初期サイト設定時の「BAD CSRF」エラーのトラブルシューティング?

既存の Discourse フォーラム(エラーなく順調に稼働中)が既に動作している専用物理サーバー上に、別の Docker コンテナとして新しい Discourse フォーラムを立ち上げました。

ブートストラップはエラーなく完了し、「Discourse のインストールに成功しました!」という初期メッセージも問題なく表示され、希望するユーザー名とパスワードの入力もエラーなく行えました。しかし、フォームを送信すると、初期登録メールが送信される代わりに、左上に [\"BAD CSRF\"] と表示された白いページが表示されてしまいます。

トラブルシューティングの着手点が全く見当たりません。Meta サイトで検索しても、関連する結果は得られませんでした。

どこから手を付けるべきか、ご提案いただけますでしょうか?

It’s likely a problem with whatever is doing https. How’s that configured?

The web server hosts 4 domains and seven separate web sites, so universal SSL termination is done by HAProxy so I can keep the layers separated and provide caching even to SSL content.

The stack is HAProxy → Varnish (cache) → nginx reverse proxy → Discourse.

Worth noting that I had no issues setting up the first Discourse forum under this same configuration.

Edited to add - client connections are over https, but I’m proxying from nginx to the docker container’s HTTP port, not HTTPS (again, doing what works for the first Discourse instance). I can try changing that to the HTTPS port to see what happens, though, if that’ll help.

edit^2 - no, that didn’t help.

Looking through the Discourse production.log and this is what I see:

Started POST "/finish-installation/register" for 2601:2c4:c700:745f:216:3eff:0:11 at 2018-09-12 19:21:26 +0000
Processing by FinishInstallationController#register as HTML
  Parameters: {"utf8"=>"✓", "authenticity_token"=>"[redacted]", "email"=>"redacted", "username"=>"redacted", "password"=>"[FILTERED]", "commit"=>"Register"}
Can't verify CSRF token authenticity.
  Rendering text template
  Rendered text template (0.0ms)
Filter chain halted as :verify_authenticity_token rendered or redirected
Completed 403 Forbidden in 2ms (Views: 0.3ms | ActiveRecord: 0.0ms)

Still looking through the other threads on meta where Can't verify CSRF token authenticity has come up.
I also see the 403 response in Chrome’s console:

Request URL: https://(forum url)/finish-installation/register
Request Method: POST
Status Code: 403 
Remote Address: [2607:fad0:3524:1::8]:443
Referrer Policy: strict-origin-when-cross-origin

This happens when SSL is badly configured. Most of the times a header is missing from the reverse proxy config.

**目的 A:**
本文によると、このサーバーのスタックはどの順序で構成されていますか。

**アノテーションレコードの抜粋:**

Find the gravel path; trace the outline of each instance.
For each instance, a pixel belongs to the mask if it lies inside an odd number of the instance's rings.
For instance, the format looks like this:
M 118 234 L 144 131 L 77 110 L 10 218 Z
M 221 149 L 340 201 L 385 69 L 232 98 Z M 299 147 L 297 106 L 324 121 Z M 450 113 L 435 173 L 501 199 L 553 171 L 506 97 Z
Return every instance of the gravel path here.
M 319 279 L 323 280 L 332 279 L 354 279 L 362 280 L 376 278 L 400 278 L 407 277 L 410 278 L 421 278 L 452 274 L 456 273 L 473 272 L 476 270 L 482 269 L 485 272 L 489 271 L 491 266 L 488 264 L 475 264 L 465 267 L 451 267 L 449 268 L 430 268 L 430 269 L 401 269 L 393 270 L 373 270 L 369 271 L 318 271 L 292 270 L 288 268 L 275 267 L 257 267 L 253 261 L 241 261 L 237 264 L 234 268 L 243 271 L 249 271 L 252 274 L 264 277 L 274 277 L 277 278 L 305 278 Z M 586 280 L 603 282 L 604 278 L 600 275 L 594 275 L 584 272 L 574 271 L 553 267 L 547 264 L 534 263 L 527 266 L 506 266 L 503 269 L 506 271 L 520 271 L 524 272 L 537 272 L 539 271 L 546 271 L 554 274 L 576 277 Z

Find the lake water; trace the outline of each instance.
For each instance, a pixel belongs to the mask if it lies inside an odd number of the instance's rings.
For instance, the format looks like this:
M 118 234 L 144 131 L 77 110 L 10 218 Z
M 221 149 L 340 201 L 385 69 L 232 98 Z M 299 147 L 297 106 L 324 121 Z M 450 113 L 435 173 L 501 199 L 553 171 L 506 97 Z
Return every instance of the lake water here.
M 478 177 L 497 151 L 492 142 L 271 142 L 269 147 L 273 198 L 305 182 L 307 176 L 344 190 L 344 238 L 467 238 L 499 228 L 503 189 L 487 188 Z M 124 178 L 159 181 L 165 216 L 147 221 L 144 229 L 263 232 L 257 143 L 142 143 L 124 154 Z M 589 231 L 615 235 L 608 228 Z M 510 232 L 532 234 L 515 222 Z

**目的 B:**
レコードから、「Return」という語を含む行をすべて集めてください。大文字と小文字は区別します。

**解答 A:**
HAProxy → Varnish(キャッシュ)→ nginx リバースプロキシ → Discourse の順です。

**解答 B:**
Return every instance of the gravel path here.
Return every instance of the lake water here.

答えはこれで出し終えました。